RECORDS SUPPLIED:
-*-*-

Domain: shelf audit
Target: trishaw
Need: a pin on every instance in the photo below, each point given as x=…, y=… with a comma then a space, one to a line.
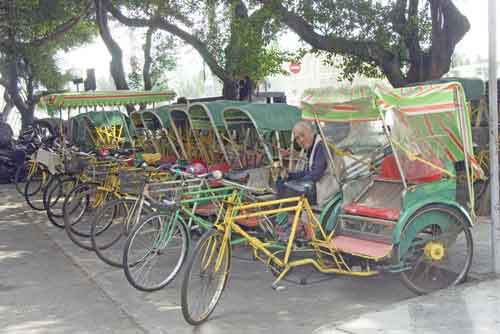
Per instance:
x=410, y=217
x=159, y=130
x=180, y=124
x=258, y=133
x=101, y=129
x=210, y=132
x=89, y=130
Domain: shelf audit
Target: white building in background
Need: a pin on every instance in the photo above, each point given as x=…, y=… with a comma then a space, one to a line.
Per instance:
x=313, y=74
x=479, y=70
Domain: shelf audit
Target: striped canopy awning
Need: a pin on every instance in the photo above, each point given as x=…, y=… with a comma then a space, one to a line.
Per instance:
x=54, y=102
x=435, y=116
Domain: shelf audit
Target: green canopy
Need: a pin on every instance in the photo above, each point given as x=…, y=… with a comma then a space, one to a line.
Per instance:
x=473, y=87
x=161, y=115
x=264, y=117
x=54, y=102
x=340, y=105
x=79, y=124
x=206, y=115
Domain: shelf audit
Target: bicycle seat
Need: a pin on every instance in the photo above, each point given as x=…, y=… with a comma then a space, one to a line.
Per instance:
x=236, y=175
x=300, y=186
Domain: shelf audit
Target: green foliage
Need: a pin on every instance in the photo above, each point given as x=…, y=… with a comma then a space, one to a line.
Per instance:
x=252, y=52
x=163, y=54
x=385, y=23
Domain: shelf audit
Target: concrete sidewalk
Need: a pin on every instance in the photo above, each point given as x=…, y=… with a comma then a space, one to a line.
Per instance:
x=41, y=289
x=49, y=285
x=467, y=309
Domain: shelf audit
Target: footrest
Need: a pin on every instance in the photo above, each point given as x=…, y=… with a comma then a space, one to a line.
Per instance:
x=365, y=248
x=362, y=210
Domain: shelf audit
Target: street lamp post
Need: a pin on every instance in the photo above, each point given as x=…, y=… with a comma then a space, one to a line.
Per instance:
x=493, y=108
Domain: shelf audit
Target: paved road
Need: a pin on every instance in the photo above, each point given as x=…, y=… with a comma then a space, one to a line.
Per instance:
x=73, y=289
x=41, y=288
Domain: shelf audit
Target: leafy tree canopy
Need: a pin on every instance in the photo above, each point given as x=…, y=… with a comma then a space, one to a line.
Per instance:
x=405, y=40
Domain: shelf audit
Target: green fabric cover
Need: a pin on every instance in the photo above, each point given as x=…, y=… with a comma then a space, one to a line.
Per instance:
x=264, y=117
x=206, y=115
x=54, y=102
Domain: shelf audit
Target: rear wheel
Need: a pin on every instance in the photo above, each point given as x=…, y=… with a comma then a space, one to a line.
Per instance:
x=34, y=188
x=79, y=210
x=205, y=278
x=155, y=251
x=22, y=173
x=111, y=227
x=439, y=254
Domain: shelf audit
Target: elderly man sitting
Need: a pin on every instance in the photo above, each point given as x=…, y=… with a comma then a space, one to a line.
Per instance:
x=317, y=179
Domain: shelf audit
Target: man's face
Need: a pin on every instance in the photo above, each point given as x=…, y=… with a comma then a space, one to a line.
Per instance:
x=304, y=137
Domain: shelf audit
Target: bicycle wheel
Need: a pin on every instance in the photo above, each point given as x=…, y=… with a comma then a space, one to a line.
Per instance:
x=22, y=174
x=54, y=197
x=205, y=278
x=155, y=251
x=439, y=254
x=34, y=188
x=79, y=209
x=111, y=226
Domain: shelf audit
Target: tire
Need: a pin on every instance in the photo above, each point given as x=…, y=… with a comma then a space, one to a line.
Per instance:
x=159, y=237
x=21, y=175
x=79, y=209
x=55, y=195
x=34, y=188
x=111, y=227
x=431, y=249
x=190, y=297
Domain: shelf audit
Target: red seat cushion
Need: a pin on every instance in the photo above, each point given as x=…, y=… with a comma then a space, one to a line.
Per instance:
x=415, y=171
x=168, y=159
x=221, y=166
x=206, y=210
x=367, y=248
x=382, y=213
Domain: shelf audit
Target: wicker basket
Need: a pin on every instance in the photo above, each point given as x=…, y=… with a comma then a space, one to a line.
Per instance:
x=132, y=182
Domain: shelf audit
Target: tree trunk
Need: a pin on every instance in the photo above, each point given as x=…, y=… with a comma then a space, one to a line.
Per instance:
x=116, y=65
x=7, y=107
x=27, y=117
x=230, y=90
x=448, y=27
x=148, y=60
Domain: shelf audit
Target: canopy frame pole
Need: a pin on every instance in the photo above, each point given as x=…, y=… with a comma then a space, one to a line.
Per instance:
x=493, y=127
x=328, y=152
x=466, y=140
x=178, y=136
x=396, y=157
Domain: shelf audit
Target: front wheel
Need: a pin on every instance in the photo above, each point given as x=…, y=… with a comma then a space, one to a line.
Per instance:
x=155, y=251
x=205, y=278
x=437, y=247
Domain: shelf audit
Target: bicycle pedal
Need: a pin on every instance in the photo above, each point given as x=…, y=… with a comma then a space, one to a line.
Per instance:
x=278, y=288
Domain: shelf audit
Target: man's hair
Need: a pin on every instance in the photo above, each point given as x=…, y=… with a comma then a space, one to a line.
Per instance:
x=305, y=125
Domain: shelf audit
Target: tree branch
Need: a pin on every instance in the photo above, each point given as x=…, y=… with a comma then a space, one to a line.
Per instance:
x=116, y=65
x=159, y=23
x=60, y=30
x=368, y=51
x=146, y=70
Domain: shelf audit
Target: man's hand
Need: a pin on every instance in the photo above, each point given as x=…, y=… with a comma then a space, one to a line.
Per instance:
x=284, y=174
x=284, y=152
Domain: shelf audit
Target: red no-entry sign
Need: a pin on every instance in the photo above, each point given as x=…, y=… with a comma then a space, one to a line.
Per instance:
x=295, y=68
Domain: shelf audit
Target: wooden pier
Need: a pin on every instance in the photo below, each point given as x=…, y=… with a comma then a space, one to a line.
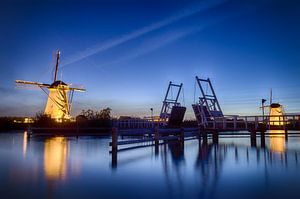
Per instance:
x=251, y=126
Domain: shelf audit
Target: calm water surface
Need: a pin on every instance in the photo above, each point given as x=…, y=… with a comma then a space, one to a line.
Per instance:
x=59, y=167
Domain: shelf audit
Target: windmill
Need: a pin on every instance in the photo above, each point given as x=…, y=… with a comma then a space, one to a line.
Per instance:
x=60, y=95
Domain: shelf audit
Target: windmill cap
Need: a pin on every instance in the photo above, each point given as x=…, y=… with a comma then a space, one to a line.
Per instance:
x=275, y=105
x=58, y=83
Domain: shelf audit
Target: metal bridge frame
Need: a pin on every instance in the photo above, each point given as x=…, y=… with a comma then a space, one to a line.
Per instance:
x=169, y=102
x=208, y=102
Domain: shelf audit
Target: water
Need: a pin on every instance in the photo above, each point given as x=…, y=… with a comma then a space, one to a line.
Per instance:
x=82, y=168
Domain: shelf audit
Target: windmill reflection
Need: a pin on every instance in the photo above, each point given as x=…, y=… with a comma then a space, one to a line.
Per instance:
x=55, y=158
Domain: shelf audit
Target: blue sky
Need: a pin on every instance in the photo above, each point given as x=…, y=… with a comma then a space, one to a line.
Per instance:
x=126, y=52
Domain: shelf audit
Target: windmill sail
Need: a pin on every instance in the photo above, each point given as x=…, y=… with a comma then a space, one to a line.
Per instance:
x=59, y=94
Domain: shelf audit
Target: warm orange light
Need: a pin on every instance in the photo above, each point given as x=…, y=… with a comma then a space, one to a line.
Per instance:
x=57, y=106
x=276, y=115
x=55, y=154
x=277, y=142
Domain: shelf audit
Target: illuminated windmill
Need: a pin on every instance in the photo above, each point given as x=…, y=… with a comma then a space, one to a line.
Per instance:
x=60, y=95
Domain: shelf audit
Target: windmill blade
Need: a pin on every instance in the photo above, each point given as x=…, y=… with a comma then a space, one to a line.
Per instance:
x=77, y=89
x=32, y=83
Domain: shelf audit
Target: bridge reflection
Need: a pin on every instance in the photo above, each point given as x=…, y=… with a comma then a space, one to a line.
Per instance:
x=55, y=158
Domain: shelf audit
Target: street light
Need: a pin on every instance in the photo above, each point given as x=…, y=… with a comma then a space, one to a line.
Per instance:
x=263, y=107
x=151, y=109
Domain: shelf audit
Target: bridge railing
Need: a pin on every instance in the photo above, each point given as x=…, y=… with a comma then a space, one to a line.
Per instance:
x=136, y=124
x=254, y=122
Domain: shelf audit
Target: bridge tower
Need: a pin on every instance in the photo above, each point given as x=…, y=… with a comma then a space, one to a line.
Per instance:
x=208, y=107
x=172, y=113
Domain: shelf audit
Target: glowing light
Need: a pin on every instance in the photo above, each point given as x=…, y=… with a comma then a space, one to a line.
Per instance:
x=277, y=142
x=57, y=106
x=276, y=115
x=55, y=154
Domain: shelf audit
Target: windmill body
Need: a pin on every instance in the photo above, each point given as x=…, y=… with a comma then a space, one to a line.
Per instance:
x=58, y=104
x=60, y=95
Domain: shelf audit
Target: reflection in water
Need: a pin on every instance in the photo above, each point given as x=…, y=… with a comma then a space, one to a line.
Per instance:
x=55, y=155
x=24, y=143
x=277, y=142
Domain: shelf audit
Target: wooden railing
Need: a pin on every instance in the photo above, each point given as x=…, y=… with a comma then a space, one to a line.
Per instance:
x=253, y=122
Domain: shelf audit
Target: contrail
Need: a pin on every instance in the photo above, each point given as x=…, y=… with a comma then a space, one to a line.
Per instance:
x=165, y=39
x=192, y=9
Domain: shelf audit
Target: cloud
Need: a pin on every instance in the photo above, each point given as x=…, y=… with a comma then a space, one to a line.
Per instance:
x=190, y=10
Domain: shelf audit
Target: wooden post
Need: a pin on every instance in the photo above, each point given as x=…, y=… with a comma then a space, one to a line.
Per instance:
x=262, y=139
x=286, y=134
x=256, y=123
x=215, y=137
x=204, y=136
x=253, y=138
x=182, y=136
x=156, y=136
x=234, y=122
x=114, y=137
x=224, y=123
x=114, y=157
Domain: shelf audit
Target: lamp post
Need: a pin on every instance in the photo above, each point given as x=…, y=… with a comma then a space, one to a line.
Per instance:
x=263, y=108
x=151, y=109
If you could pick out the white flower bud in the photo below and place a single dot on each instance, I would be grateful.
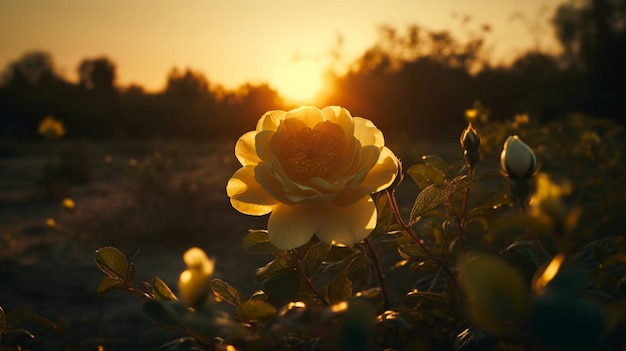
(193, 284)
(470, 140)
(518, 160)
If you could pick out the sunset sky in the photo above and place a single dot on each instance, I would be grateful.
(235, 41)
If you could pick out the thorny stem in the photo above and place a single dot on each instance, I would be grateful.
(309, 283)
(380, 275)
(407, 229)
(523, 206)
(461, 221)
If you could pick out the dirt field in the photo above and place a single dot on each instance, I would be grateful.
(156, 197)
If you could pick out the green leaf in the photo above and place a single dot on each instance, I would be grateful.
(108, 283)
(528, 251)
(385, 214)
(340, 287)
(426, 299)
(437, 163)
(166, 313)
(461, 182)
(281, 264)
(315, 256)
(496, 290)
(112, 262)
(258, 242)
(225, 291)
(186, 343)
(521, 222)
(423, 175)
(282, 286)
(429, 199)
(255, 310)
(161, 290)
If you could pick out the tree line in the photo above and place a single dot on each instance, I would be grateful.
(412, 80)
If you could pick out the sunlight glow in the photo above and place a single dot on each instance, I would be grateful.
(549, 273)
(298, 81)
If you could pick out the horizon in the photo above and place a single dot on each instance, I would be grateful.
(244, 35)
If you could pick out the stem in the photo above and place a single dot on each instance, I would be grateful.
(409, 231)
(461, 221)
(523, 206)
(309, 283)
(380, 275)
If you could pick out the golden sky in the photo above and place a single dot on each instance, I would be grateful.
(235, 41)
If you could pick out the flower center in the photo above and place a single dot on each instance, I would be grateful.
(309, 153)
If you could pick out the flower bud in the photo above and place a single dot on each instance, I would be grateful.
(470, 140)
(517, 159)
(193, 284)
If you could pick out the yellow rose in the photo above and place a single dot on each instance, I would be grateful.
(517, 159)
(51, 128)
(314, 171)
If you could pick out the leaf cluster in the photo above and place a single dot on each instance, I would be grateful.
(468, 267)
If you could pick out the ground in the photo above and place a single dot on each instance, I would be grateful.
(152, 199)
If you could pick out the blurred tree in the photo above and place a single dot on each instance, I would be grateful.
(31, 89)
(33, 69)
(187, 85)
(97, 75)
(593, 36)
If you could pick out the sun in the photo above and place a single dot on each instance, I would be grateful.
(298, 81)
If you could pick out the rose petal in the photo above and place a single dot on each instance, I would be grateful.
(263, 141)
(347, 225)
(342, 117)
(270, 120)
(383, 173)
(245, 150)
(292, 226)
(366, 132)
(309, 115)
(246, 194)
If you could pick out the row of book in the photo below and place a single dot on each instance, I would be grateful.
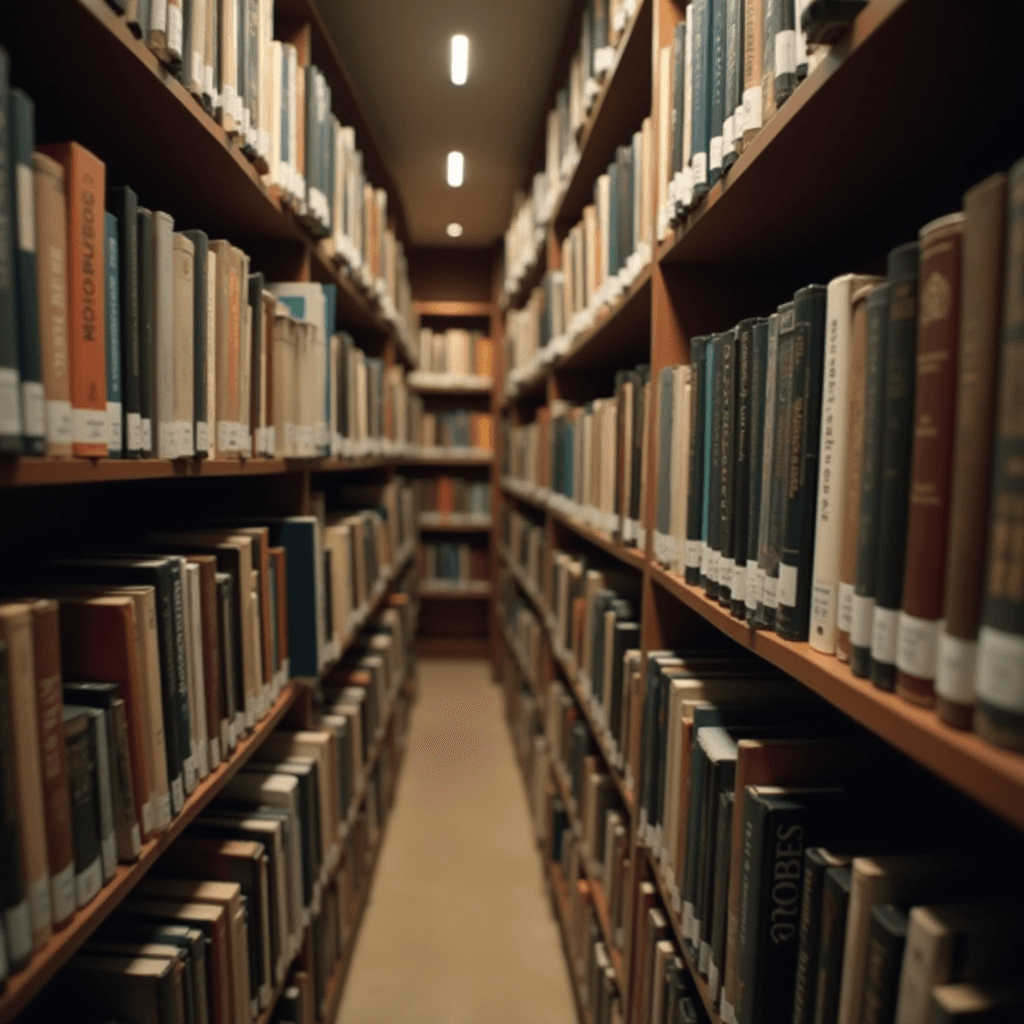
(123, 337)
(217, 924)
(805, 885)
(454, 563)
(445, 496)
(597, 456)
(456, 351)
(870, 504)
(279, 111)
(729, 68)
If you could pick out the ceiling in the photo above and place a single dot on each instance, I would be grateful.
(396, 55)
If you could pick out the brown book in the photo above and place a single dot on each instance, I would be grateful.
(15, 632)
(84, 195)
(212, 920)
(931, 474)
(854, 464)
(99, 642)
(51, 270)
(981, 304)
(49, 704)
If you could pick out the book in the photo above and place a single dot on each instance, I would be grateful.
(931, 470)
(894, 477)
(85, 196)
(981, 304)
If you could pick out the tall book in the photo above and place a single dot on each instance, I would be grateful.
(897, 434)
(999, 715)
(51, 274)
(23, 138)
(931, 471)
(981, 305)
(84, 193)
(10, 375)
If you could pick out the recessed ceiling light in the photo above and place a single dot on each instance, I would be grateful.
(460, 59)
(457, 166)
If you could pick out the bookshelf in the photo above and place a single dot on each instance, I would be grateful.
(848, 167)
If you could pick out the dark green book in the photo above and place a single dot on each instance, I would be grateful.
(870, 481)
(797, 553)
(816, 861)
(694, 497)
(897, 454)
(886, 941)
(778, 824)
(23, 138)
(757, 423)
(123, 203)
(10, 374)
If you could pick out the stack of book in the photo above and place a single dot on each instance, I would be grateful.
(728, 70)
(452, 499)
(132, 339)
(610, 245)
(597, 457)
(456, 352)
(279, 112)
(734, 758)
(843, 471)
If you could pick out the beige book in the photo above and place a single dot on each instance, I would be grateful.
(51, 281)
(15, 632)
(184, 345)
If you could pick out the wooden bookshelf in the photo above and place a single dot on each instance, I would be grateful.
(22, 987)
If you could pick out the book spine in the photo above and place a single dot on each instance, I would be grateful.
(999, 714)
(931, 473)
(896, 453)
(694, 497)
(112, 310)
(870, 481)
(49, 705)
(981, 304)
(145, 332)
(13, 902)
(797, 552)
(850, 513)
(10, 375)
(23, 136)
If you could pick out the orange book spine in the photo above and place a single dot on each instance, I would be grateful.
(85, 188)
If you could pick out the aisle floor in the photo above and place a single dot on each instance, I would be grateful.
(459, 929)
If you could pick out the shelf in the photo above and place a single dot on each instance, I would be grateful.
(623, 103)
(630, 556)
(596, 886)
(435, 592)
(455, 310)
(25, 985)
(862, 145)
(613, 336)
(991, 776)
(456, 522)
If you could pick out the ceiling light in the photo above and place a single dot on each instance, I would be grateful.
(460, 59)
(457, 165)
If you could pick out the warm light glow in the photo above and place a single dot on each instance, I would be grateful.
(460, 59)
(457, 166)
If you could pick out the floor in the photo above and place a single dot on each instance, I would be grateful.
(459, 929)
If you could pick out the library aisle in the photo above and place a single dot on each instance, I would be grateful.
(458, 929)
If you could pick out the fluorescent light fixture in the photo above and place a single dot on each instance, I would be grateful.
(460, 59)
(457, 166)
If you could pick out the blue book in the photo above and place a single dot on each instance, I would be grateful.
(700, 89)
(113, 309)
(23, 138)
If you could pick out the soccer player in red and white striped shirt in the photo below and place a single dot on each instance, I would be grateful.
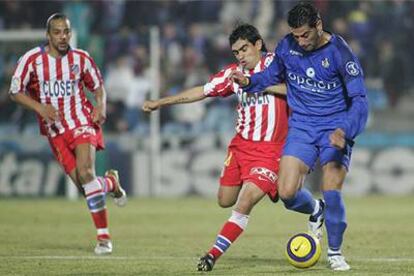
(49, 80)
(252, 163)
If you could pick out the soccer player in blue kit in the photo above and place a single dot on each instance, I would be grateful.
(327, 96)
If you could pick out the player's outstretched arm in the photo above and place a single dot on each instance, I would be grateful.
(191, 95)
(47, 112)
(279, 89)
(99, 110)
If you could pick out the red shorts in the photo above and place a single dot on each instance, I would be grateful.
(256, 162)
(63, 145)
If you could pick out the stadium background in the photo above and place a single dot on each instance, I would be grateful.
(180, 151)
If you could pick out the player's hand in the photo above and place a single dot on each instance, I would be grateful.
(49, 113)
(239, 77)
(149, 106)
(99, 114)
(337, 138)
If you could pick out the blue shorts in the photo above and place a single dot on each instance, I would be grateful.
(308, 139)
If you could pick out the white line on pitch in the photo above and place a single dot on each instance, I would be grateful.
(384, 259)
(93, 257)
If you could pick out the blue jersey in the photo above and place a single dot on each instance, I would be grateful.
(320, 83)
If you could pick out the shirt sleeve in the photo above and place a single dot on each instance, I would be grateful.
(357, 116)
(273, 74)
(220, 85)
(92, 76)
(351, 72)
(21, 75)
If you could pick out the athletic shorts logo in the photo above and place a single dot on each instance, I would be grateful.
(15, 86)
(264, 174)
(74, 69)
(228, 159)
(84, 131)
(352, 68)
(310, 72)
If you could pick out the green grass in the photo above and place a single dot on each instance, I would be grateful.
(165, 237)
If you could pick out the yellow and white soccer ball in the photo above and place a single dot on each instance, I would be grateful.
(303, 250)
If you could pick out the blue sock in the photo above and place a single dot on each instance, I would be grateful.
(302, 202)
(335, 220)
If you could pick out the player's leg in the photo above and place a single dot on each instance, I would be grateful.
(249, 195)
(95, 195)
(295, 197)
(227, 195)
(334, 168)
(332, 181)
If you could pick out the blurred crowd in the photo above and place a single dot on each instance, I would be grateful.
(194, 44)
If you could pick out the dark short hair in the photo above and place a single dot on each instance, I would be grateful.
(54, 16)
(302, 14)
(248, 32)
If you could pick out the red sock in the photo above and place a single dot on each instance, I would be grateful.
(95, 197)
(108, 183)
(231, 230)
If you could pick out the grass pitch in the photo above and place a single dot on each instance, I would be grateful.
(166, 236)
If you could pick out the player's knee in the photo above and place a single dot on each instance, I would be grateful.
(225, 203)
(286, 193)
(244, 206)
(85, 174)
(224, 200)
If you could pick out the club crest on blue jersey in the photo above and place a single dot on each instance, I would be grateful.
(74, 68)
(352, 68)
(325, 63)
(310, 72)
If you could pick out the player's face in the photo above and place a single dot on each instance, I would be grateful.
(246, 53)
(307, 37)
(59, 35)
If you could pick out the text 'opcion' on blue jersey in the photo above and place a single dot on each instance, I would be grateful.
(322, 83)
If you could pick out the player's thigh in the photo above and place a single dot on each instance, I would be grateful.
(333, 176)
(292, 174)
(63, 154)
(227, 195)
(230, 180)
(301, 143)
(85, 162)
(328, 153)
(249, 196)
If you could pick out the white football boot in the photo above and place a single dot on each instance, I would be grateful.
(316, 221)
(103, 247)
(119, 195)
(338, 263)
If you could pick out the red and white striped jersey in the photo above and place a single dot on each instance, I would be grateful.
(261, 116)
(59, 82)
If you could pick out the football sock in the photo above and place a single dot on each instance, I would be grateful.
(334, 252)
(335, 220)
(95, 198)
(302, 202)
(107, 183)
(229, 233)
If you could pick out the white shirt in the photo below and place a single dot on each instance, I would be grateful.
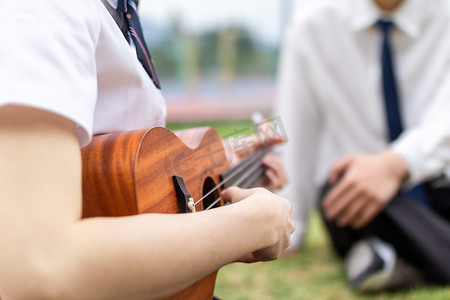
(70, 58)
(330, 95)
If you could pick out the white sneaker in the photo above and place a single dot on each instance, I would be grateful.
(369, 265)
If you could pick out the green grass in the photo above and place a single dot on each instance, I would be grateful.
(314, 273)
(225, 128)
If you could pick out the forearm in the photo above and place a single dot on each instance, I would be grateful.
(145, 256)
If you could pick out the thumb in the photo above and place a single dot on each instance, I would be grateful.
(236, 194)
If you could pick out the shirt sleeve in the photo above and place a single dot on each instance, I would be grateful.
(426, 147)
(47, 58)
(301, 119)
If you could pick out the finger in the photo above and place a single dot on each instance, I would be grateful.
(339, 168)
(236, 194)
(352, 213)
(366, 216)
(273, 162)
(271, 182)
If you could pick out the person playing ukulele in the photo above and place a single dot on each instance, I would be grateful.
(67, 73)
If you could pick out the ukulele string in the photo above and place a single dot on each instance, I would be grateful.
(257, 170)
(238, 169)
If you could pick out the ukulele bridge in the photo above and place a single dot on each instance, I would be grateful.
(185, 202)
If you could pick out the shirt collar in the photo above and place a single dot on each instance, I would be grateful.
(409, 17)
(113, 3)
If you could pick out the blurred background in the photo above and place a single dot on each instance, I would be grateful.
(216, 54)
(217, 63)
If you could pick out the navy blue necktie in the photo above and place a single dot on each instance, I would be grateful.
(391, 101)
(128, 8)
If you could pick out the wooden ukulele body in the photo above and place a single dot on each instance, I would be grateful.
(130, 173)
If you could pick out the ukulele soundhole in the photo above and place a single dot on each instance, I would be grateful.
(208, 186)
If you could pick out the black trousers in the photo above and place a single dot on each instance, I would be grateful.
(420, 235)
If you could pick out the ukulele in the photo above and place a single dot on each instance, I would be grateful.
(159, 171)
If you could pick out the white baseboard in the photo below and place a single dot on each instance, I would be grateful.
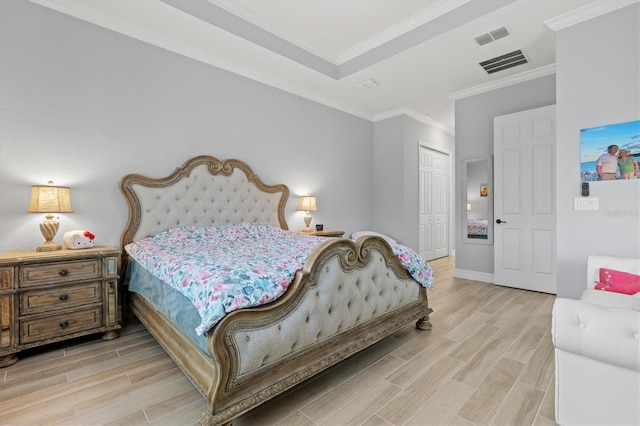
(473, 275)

-*-*-

ACTION ITEM: Extract each line from the entries above that contains the string "lamp".

ANSWER SECTION:
Target: street lamp post
Target: lamp post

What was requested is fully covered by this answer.